◆ EXERCISE BRIEF: Report how many lines of the records below contain the string "wall", matching case exactly. Give only the number.

** Begin DATA EXCERPTS **

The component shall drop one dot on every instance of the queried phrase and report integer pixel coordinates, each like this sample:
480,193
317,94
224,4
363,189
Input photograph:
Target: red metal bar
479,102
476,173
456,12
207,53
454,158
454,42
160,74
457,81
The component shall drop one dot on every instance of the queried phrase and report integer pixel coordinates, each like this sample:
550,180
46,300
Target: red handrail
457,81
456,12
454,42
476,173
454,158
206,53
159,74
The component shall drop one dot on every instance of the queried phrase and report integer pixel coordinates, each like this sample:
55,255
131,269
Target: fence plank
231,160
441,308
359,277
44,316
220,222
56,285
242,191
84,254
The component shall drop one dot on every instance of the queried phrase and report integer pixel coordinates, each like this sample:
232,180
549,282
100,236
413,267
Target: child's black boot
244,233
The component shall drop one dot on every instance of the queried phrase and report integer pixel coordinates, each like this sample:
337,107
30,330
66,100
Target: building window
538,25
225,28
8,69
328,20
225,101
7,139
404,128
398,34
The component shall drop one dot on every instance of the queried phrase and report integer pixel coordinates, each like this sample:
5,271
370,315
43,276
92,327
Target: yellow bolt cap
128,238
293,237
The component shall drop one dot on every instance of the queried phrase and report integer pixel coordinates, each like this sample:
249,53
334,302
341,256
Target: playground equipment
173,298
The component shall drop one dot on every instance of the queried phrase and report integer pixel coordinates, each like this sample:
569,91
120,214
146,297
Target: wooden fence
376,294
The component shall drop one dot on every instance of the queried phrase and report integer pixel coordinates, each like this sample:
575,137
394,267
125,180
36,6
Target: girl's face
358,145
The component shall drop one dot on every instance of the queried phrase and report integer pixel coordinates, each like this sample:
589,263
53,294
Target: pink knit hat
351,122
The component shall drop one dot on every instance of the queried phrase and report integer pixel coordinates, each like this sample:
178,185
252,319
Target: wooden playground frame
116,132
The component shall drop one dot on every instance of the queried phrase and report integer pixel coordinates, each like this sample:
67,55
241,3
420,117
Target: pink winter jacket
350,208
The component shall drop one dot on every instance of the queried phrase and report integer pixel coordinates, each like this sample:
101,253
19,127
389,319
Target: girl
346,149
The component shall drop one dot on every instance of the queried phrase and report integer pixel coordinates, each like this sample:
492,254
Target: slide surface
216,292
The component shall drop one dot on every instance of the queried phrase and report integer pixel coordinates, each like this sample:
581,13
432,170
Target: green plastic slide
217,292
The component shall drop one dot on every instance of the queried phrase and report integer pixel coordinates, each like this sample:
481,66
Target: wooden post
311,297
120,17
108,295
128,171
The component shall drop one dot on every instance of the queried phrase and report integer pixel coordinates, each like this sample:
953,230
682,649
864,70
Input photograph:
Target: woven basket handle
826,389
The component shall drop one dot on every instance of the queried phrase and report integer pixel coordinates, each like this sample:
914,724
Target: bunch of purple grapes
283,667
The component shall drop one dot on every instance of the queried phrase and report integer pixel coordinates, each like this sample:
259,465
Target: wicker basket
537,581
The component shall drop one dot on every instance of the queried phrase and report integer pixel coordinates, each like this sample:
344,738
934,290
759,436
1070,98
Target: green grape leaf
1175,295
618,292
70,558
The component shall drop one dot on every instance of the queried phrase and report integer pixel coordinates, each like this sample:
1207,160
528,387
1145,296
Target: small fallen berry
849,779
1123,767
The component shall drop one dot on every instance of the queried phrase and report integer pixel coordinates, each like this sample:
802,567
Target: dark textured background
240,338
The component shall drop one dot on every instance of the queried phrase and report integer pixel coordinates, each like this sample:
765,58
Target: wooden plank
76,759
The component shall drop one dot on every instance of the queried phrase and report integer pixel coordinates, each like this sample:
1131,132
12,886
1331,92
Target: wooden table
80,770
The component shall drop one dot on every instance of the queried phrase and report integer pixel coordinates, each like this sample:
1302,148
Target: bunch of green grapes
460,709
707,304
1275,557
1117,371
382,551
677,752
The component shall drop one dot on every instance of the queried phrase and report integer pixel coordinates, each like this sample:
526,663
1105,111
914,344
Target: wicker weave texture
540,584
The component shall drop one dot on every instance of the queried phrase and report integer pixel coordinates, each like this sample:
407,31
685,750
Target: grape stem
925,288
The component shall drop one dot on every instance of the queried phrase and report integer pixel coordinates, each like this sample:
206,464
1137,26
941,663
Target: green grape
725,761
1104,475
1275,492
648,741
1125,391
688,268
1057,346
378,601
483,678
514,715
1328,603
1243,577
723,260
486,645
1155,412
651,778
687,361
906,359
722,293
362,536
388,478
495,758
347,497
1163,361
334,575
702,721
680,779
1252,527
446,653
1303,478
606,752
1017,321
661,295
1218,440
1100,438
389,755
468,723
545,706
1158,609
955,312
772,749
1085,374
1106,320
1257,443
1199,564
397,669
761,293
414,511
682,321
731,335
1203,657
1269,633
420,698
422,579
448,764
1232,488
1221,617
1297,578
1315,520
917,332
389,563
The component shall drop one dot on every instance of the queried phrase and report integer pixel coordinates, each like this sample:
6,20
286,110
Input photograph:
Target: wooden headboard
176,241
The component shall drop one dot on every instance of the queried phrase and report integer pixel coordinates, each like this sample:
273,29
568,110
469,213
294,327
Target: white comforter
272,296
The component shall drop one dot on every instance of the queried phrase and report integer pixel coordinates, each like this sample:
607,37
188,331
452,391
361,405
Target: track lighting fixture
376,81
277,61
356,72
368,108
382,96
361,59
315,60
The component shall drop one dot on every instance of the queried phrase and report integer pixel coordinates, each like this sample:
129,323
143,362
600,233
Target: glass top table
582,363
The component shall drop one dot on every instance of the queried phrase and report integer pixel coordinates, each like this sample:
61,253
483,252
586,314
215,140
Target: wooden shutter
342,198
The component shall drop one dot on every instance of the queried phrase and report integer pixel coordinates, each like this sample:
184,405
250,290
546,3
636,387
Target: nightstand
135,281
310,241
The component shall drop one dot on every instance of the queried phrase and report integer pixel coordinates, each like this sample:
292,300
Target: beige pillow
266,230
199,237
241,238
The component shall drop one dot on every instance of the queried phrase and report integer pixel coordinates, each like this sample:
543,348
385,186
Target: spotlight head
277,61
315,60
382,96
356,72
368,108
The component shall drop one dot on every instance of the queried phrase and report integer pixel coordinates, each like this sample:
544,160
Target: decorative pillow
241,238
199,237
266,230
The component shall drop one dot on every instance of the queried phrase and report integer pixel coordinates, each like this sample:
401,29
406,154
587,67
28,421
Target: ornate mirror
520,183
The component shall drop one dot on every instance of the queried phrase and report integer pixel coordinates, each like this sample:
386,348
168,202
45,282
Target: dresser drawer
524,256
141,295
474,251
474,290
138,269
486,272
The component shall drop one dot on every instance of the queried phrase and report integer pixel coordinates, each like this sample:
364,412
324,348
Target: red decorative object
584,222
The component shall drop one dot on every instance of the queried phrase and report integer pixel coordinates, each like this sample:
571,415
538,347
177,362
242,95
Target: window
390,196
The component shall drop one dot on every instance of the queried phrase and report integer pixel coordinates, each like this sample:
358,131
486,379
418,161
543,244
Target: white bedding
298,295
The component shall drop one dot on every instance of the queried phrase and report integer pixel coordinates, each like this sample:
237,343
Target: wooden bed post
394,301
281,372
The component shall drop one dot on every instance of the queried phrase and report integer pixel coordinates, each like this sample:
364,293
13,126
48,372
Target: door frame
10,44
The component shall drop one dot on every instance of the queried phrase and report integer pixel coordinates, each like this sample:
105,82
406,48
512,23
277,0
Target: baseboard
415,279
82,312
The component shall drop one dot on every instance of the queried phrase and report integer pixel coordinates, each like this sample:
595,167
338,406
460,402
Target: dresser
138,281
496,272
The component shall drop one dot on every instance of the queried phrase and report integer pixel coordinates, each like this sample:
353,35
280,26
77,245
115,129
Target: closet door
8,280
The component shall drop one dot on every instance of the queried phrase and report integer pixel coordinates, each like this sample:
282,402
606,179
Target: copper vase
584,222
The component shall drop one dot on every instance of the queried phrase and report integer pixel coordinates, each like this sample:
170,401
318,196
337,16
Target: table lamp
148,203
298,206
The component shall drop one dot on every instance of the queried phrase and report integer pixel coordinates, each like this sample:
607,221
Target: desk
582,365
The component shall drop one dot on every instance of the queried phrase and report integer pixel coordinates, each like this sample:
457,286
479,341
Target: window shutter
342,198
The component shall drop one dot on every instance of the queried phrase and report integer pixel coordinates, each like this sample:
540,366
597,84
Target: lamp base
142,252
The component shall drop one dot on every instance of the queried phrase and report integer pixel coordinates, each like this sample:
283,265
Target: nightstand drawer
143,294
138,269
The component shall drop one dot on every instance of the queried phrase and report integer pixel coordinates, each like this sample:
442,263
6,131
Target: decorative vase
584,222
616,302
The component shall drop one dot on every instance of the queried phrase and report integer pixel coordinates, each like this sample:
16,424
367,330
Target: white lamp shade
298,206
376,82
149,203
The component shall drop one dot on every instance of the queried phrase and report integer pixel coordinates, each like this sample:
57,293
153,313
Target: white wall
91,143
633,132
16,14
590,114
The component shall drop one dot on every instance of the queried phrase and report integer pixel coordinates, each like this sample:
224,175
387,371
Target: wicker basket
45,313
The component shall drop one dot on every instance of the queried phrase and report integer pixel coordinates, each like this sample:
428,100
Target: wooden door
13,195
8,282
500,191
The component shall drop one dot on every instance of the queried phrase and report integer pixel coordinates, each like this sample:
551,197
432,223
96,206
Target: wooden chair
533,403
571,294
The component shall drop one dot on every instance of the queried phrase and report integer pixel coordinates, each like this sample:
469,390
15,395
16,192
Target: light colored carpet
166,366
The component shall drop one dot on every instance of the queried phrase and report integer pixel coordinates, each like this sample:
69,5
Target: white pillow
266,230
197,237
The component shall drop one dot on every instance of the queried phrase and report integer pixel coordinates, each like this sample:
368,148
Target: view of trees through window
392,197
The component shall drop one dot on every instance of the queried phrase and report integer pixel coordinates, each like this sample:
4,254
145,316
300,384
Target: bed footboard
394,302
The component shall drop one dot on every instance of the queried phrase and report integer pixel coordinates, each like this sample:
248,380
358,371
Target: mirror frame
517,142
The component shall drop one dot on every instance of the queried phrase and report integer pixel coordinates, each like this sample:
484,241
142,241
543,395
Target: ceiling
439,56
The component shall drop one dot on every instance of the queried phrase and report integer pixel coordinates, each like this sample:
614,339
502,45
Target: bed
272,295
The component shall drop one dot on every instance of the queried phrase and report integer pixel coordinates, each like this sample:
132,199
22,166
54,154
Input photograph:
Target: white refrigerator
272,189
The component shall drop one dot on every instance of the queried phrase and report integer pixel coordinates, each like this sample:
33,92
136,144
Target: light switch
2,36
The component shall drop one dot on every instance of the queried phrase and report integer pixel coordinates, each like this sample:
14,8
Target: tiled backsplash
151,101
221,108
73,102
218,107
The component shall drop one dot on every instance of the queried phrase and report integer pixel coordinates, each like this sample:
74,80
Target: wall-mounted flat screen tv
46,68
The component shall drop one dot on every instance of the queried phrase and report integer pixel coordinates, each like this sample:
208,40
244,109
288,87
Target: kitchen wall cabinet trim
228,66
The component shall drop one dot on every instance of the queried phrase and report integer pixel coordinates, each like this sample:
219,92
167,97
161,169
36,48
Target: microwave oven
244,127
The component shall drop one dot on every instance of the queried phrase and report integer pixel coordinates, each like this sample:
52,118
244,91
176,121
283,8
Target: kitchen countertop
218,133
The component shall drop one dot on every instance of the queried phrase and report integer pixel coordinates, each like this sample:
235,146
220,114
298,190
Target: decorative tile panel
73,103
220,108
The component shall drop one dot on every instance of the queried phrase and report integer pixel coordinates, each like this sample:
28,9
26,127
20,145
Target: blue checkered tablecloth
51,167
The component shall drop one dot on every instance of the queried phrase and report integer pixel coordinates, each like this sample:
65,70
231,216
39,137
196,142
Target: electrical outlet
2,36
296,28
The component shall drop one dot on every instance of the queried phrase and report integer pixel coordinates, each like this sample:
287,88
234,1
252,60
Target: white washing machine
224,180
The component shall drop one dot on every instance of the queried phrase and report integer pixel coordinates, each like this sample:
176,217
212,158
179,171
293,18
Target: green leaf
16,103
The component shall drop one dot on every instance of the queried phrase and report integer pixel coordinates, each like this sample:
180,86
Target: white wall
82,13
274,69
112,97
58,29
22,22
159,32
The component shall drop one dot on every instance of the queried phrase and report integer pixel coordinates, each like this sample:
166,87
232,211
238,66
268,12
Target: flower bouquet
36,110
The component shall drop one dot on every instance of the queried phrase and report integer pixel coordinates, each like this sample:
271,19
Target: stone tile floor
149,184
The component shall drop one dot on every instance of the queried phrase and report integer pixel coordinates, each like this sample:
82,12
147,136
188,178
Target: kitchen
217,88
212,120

** End DATA EXCERPTS **

◆ RESULT BELOW: 4